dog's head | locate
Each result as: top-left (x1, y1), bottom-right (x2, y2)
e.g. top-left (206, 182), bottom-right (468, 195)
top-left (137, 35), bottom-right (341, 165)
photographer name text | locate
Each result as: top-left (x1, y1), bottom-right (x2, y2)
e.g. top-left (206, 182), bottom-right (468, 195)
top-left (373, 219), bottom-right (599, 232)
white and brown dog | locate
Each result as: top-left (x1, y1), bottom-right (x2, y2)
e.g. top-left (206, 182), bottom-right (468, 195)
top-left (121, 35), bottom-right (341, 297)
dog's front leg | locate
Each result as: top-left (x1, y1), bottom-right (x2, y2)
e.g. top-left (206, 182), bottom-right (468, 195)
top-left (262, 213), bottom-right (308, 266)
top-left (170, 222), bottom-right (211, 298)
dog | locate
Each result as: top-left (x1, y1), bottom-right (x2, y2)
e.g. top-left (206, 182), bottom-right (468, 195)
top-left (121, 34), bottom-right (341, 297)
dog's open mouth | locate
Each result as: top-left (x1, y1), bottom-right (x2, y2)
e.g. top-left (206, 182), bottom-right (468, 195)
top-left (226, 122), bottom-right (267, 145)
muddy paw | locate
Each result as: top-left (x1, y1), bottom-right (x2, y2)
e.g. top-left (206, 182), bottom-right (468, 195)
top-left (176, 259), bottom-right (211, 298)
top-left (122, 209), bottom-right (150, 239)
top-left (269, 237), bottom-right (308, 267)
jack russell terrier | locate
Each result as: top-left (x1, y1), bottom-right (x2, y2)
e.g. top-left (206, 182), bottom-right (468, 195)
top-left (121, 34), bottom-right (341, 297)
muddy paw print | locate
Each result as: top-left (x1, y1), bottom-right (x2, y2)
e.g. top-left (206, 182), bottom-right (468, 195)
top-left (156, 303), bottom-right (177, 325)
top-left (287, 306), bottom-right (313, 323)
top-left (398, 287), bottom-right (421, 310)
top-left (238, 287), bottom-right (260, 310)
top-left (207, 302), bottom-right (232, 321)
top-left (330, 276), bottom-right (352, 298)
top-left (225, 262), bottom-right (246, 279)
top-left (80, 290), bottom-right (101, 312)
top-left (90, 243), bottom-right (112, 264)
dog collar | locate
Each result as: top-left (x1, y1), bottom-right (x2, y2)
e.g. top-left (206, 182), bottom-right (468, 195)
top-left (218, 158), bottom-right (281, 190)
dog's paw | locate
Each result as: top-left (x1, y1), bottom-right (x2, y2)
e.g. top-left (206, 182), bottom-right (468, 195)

- - - -

WHAT YOU SHOULD DO: Filter this listing and copy only the lines holding the word "muddy".

COMPLETED TASK:
muddy paw | locate
muddy paw print | locate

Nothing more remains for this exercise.